**DOCUMENT SEGMENT**
═══

(347h) Measurements of Pulsatile Hemodynamics In Brain Microvessels

Experimental measurements are reported of blood flow in the microcirculation of the brain cortex.  We use two-photon excited fluorescence (2PEF) microscopy to measure cortical blood flow in anesthetized rats.  2PEF is a nonlinear optical technique that allows detection of fluorescence from a point in highly scattering samples such as neural tissue.  By rapidly scanning the detection point throughout the sample, an “image” can be detected deep inside the cortex of a live animal.

We exploit this technique to track the motion of individual red blood cells inside arterioles, capillaries, and venules in the cortex with precision that is unmatched by other in vivo measurement methods.  Furthermore, we correlate the blood cell speed with heartbeat and respiration measurements to extract detailed information about time-dependent blood flow in individual vessels and at vessel bifurcations.  Measurements are made in surface vessels and in capillaries deep in the brain tissue.

Time-averaged blood flow speed decreases with vessel diameter in arterioles and in capillaries, and increases in venules.  Blood flow speed decreases with inspiration by about 20% across all parts of the cardiac cycle.

These results show that hemodynamics in the brain cortex can be resolved with high spatial and temporal resolution in vivo, which is a critical step toward identifying and quantifying cerebral blood flow abnormalities associated with a variety of hematological disorders.

═══

[Saved data entries]
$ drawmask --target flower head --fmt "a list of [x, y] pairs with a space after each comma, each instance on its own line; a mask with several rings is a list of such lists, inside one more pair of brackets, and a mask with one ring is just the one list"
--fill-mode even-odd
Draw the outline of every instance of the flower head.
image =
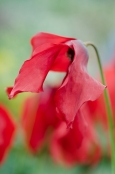
[[80, 107], [98, 98], [105, 88], [87, 73], [87, 49], [80, 40], [48, 33], [38, 33], [31, 44], [32, 55], [22, 65], [9, 98], [20, 92], [43, 91], [50, 70], [66, 72], [55, 103], [58, 116], [71, 125]]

═══

**INSTRUCTIONS FOR THE TASK**
According to the text on pulsatile hemodynamics in brain microvessels, by how much does blood flow speed decrease with inspiration?

**TASK RESULT**
By about 20%, across all parts of the cardiac cycle.